(Work to be completed)
Identify every line in the material below that contains the word "light" and copy each of those lines.

--- Begin Records shown ---

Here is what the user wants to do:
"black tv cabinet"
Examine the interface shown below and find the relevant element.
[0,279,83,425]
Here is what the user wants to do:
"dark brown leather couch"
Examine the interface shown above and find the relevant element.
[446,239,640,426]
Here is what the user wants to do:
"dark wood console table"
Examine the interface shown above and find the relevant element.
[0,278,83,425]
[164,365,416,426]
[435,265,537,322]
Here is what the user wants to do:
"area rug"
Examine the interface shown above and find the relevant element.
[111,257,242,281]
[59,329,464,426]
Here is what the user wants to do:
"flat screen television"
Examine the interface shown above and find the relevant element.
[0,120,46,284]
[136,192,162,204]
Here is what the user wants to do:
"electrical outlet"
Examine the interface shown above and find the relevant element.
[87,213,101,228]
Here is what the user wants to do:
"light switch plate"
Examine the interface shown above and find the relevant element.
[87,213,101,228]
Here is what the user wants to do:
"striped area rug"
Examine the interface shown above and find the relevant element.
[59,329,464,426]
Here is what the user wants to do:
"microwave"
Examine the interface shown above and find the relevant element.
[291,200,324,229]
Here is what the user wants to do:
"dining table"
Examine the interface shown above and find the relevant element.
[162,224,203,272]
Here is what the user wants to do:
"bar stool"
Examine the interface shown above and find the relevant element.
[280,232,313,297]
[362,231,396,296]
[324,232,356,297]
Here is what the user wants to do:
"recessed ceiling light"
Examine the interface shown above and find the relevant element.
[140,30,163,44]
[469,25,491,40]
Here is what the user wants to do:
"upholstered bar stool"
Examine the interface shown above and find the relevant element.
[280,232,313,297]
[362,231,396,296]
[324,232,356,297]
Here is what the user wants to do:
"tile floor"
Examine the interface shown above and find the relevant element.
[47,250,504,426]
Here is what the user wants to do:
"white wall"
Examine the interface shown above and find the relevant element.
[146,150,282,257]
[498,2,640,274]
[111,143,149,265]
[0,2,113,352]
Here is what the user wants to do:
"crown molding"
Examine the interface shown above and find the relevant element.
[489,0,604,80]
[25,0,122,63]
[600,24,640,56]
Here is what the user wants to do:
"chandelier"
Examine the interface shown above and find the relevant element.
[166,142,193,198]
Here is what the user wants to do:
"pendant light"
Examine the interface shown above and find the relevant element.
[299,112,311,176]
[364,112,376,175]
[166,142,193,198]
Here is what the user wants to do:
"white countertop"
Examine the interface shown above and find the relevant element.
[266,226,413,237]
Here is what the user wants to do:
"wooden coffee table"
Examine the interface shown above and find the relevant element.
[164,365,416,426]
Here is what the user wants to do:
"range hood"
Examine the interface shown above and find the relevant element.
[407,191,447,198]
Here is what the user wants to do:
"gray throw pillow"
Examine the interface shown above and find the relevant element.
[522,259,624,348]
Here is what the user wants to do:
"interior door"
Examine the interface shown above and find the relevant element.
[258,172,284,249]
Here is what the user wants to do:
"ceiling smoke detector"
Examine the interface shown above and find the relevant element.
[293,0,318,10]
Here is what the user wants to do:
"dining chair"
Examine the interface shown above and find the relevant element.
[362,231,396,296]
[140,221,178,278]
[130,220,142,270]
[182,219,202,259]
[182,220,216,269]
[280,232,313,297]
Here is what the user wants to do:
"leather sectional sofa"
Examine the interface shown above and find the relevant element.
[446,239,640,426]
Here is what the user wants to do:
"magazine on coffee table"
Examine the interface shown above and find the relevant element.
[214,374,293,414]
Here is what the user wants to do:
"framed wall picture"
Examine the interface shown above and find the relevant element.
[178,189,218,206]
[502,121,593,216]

--- End Records shown ---

(Worked solution)
"light switch plate"
"recessed ceiling light"
"pendant light"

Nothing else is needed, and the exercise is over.